** Opening Exercise data block **

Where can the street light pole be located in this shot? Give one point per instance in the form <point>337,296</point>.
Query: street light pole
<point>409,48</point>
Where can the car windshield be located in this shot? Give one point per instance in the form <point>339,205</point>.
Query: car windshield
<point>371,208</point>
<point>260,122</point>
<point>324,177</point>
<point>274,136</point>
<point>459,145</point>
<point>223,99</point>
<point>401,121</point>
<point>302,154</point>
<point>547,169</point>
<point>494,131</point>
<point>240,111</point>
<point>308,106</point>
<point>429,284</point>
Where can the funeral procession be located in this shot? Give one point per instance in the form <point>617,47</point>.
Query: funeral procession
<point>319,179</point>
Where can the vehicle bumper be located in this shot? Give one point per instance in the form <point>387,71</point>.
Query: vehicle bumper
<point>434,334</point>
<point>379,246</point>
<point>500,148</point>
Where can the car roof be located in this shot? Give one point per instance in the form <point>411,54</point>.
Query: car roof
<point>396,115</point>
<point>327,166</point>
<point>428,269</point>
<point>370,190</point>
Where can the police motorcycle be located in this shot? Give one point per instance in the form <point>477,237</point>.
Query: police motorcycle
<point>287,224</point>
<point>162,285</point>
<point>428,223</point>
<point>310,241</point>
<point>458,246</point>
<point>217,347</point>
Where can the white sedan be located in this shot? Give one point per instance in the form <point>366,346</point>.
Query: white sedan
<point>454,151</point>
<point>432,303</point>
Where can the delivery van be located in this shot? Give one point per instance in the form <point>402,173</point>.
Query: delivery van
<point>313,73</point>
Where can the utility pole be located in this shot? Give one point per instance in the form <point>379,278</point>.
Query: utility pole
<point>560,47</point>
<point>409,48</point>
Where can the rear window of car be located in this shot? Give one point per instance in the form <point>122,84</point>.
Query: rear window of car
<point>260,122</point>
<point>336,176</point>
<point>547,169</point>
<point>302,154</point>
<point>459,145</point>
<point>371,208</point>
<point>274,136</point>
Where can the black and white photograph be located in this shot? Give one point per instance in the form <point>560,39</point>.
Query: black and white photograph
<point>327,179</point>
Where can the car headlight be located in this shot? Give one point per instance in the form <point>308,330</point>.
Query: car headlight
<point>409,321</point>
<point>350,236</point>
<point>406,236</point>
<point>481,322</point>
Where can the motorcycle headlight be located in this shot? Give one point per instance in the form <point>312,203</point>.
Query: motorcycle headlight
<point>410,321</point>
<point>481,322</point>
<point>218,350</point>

** Closing Exercise data block **

Task to complete:
All records must be repeated exactly, with none skipped.

Result below:
Where can the street light pole be located in this shot? Give one point per instance in the form <point>337,296</point>.
Query: street light pole
<point>409,48</point>
Where can the car windshield be located in this shot? Give one point per instance in the form <point>339,205</point>.
Query: car windshield
<point>371,208</point>
<point>260,122</point>
<point>324,177</point>
<point>274,136</point>
<point>459,145</point>
<point>223,99</point>
<point>401,121</point>
<point>302,154</point>
<point>547,169</point>
<point>494,131</point>
<point>240,111</point>
<point>308,106</point>
<point>429,284</point>
Where can the funeral procession be located in this shot? Give one point per instance in the form <point>617,47</point>.
Query: funeral procession
<point>319,179</point>
Where can the vehicle bumper be located in this shot? Give one point per instance in the form <point>387,71</point>.
Query: vehicle bumper
<point>434,334</point>
<point>379,246</point>
<point>500,148</point>
Where can the car roof be located in this shot? Give one point per instance in the form <point>411,54</point>.
Query: car roof
<point>396,115</point>
<point>327,166</point>
<point>428,269</point>
<point>370,190</point>
Where can the police motorcycle be located in this shot? Give one point per instance in the form <point>477,237</point>.
Query: police motorcycle
<point>287,224</point>
<point>162,285</point>
<point>428,223</point>
<point>310,241</point>
<point>458,246</point>
<point>217,347</point>
Where can the white sedan be located in this shot? Give one point per instance in the form <point>366,346</point>.
Query: white sedan
<point>454,151</point>
<point>432,303</point>
Where can the delivery van be located in this shot? Give one point per instance in the form <point>402,173</point>.
Query: delivery van
<point>313,73</point>
Where can the utility pole be located in this shot? Give one point per instance in the form <point>379,278</point>.
Query: utility pole
<point>560,47</point>
<point>409,48</point>
Where can the rear window of car be located in this shot? Give one point per instance in the form <point>122,84</point>.
Query: rear window of car
<point>260,122</point>
<point>336,176</point>
<point>547,169</point>
<point>302,154</point>
<point>459,145</point>
<point>371,208</point>
<point>274,136</point>
Where can the black and white photograph be located in this shot? Give one point per instance in the form <point>560,39</point>.
Query: black and white photograph
<point>327,179</point>
Where can the car headlight be located in this shot? Give one point per instance in the form <point>308,330</point>.
Query: car headlight
<point>409,321</point>
<point>350,236</point>
<point>406,236</point>
<point>481,322</point>
Where can the motorcycle headlight be located in this shot? Give one point per instance in the form <point>312,203</point>.
Query: motorcycle headlight
<point>410,321</point>
<point>481,322</point>
<point>218,350</point>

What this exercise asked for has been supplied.